- [Work required]:
Print verbatim the lines of the entries from the one containing "of the asphalt" to the last, inclusive, and no others.

====== Dataset records

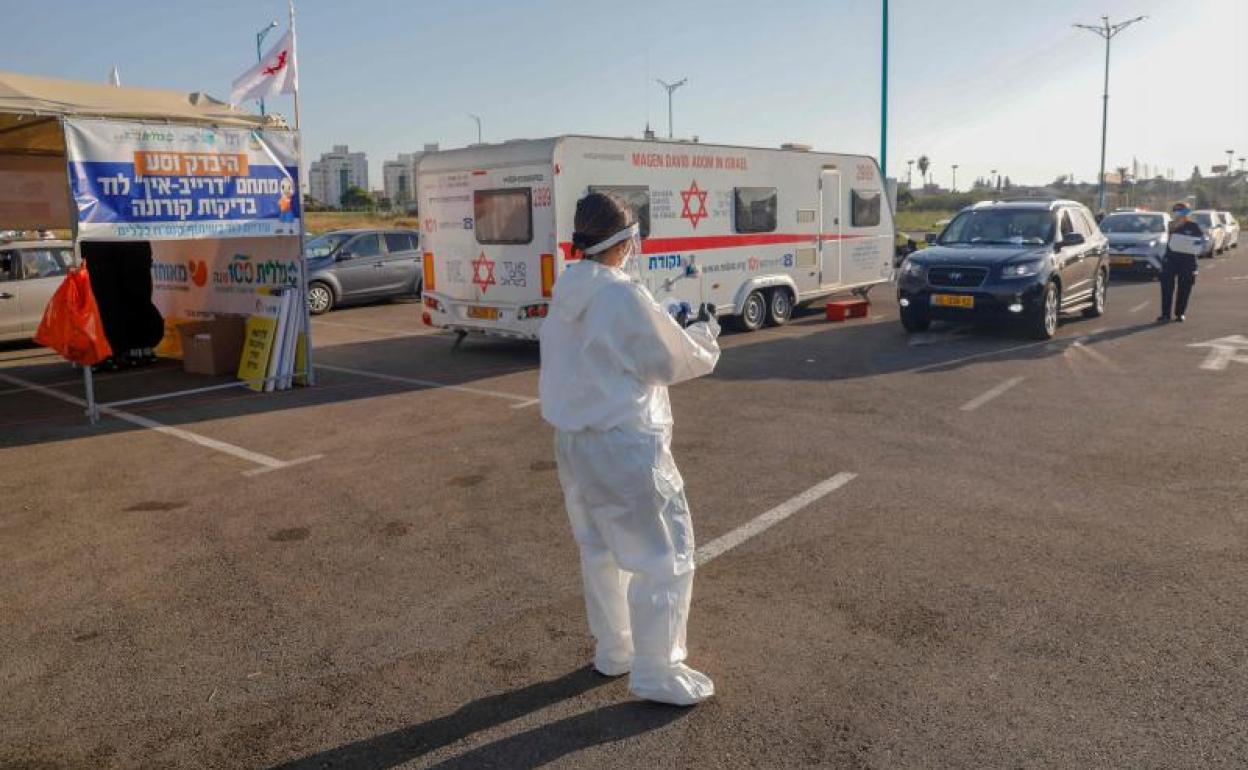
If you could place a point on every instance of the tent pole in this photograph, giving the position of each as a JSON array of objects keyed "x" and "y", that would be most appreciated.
[
  {"x": 92, "y": 409},
  {"x": 308, "y": 373}
]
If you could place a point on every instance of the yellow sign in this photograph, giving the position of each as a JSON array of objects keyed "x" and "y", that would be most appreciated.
[{"x": 256, "y": 348}]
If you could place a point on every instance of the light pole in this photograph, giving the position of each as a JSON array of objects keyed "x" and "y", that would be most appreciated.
[
  {"x": 260, "y": 54},
  {"x": 884, "y": 96},
  {"x": 670, "y": 87},
  {"x": 1107, "y": 31}
]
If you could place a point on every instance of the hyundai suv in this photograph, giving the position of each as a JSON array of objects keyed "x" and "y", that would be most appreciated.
[{"x": 1009, "y": 261}]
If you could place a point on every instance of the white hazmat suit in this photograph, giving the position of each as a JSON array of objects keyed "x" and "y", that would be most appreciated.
[{"x": 608, "y": 355}]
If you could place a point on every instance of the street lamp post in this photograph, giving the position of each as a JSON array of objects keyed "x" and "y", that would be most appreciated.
[
  {"x": 1107, "y": 31},
  {"x": 884, "y": 96},
  {"x": 260, "y": 54},
  {"x": 672, "y": 89}
]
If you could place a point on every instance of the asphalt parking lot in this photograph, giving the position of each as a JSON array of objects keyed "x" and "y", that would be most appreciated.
[{"x": 1016, "y": 554}]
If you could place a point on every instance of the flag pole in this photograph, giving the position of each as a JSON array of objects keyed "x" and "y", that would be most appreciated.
[{"x": 308, "y": 373}]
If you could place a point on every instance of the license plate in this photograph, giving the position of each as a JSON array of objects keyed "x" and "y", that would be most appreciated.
[{"x": 954, "y": 301}]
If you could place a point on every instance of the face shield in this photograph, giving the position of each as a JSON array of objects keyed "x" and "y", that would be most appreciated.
[{"x": 632, "y": 235}]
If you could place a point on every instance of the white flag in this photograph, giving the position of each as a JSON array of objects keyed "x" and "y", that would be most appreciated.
[{"x": 275, "y": 74}]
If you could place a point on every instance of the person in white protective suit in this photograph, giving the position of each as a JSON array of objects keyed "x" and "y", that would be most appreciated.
[{"x": 608, "y": 355}]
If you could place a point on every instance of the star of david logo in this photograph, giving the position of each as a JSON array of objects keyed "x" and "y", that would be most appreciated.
[
  {"x": 689, "y": 196},
  {"x": 483, "y": 272}
]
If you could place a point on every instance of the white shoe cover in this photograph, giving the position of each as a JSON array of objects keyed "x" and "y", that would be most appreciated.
[
  {"x": 607, "y": 667},
  {"x": 678, "y": 685}
]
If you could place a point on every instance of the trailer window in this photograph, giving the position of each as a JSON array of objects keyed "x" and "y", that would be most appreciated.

============

- [Expected output]:
If you could place a point on every instance of the asphalt parking lot in this photograph, giving the position of each as a JSON array of objects keyed "x" and "y", that would be most appreciated.
[{"x": 1016, "y": 554}]
If you could place a point on every instance of the flag pole in this photograph, giving the position of each as a JSON array of objects keyed "x" and "y", that would be most appreciated.
[{"x": 308, "y": 373}]
If you could place a point on every instance of the license plate in this photograph, giving the position of each as a JSON array of objects keyed "x" and "y", that would be most appreciated.
[{"x": 954, "y": 301}]
If you could place a point on every instance of the face shield in this photograph, giving the position of each as a JSON array of objects keyed "x" and "y", that would be most appreciated.
[{"x": 632, "y": 235}]
If you could place a point on every instance of the white flag in this photograph, giving the position of each as a JSON array of objects keyed "x" and "y", that would be most appreciated.
[{"x": 275, "y": 74}]
If you could place a point on every instance of the person in white protective suit in this photograph, giving the position of each as a JSON array of objects keyed "x" and "y", that would be most appreciated.
[{"x": 608, "y": 355}]
If you could place a point on every instance of the star of david logo in this photograph, giving the position of each as a JSON array of objects keyed "x" and "y", that would be most appreciated.
[
  {"x": 689, "y": 196},
  {"x": 483, "y": 272}
]
If you could place a point on every instance of the white shoe cover in this photograph, giving the position of each as a JSON array of objects keyed "x" and "y", that would be most appreciated.
[
  {"x": 607, "y": 667},
  {"x": 678, "y": 685}
]
If you could place a point on every instance of the trailer window in this photograph, giving the position of each as a JSON array of objects keyed "x" and "y", that would be most appreciated.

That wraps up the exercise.